**Exercise description:** Below are some entries; state how many of their lines contain the word "speckled", with nothing else in the reply.

________________________________________

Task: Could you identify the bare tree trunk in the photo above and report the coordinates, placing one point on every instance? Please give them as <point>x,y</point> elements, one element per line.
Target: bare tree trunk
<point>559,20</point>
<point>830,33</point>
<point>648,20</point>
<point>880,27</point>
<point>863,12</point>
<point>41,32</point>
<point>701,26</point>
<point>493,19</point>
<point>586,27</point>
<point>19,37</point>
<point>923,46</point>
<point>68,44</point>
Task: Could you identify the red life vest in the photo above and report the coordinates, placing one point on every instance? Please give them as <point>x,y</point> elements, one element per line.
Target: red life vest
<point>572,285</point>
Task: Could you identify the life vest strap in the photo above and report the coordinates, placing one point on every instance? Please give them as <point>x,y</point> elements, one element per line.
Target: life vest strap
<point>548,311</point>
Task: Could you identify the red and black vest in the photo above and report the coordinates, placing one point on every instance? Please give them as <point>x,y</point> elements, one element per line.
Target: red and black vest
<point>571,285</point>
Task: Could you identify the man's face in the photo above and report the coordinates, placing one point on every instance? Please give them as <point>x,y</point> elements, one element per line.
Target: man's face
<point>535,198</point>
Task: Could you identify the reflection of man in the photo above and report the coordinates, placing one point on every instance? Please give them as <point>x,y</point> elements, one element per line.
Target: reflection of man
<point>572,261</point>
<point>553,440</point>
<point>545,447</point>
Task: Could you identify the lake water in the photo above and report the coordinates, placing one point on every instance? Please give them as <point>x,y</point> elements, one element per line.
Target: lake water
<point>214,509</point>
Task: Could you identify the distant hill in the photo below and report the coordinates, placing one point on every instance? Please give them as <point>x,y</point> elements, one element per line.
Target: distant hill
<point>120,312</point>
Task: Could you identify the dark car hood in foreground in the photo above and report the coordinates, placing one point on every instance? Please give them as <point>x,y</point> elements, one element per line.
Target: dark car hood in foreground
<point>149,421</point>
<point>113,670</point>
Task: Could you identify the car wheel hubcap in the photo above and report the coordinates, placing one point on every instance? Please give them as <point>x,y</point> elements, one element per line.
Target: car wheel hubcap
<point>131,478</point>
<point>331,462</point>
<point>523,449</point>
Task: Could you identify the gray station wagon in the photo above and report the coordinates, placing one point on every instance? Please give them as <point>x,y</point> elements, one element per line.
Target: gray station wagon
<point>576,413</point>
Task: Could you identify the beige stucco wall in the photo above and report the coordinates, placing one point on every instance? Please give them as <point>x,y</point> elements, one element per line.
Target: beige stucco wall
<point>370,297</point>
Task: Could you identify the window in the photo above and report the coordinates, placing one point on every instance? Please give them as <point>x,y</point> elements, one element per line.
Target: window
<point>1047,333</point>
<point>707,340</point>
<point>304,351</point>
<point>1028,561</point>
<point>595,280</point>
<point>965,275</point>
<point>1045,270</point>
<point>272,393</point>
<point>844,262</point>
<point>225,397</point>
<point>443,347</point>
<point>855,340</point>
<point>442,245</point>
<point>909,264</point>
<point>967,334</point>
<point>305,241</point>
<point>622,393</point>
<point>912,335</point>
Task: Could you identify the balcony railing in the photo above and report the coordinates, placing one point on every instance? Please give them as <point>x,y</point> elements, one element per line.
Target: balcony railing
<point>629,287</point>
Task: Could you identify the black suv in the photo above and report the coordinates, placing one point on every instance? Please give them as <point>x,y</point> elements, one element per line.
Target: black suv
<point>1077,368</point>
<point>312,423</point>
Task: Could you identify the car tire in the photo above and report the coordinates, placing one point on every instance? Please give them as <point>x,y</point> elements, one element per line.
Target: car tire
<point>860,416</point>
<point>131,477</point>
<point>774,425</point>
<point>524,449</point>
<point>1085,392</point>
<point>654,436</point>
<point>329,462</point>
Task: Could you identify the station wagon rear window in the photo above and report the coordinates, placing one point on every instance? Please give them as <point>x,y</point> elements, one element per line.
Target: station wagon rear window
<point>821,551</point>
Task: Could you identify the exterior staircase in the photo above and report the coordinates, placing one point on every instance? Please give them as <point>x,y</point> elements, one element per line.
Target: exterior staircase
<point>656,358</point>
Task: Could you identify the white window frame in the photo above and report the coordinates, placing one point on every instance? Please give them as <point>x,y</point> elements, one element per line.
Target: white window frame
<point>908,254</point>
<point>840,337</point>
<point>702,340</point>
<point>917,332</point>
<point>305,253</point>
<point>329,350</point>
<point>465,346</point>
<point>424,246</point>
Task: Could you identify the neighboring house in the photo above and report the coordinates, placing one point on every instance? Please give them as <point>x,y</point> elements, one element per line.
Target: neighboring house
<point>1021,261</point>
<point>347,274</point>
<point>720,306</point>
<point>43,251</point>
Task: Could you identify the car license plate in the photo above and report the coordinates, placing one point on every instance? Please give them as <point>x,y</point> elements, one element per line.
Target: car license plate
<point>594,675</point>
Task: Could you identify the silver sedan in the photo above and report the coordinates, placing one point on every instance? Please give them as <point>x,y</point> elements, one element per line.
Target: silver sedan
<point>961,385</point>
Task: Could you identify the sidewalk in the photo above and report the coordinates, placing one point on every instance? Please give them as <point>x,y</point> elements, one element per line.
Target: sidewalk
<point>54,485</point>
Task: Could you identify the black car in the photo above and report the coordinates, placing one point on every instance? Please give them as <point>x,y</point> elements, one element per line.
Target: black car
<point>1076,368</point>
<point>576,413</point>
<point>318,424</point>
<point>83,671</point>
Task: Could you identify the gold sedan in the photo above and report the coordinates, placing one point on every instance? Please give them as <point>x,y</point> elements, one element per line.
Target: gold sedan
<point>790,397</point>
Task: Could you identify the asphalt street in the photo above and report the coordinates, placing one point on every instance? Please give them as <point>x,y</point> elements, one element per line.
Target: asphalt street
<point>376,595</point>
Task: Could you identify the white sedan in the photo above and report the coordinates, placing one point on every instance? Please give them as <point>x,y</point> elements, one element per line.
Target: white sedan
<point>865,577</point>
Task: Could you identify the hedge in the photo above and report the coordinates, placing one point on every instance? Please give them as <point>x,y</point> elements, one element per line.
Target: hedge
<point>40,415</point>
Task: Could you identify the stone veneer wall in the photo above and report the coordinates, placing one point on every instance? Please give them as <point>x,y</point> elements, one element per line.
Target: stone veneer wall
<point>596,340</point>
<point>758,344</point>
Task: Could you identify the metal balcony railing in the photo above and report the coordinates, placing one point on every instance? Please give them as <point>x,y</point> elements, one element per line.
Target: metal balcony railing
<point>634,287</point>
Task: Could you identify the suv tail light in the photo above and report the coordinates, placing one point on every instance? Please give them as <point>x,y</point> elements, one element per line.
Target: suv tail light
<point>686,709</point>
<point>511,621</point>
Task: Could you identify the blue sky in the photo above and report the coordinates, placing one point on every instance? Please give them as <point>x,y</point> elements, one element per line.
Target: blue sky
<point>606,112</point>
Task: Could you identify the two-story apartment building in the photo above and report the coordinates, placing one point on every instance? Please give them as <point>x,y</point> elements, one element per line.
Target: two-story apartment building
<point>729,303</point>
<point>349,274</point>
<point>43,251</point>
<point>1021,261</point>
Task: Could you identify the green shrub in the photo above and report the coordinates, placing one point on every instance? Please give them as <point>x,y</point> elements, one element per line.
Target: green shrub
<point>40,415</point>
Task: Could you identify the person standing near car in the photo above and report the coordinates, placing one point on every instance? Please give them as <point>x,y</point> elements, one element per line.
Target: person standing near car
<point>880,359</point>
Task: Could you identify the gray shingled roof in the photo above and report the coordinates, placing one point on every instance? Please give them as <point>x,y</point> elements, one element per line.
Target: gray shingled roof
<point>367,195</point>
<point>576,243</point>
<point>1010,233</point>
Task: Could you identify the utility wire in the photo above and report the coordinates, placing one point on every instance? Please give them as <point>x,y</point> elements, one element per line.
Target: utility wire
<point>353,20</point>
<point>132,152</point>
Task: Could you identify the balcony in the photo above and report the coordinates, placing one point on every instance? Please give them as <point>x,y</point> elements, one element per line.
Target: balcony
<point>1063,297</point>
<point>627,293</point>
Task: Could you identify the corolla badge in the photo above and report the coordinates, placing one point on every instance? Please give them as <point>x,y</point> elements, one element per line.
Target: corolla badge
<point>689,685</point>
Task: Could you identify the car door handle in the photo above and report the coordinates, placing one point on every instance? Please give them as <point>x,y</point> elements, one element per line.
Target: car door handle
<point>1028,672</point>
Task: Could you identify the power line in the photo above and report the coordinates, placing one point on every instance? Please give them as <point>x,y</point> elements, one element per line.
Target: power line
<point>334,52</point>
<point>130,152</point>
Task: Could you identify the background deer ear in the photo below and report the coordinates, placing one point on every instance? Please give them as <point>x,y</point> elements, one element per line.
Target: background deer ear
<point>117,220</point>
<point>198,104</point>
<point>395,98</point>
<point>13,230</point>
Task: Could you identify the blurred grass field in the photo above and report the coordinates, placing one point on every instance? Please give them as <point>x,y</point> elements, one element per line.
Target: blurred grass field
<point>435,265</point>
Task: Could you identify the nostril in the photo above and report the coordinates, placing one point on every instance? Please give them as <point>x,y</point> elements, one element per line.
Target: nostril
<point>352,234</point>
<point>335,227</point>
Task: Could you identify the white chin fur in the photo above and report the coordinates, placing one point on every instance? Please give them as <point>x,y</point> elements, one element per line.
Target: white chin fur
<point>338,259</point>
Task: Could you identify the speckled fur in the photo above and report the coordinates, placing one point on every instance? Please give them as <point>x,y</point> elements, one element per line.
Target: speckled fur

________________________________________

**Answer section:** 2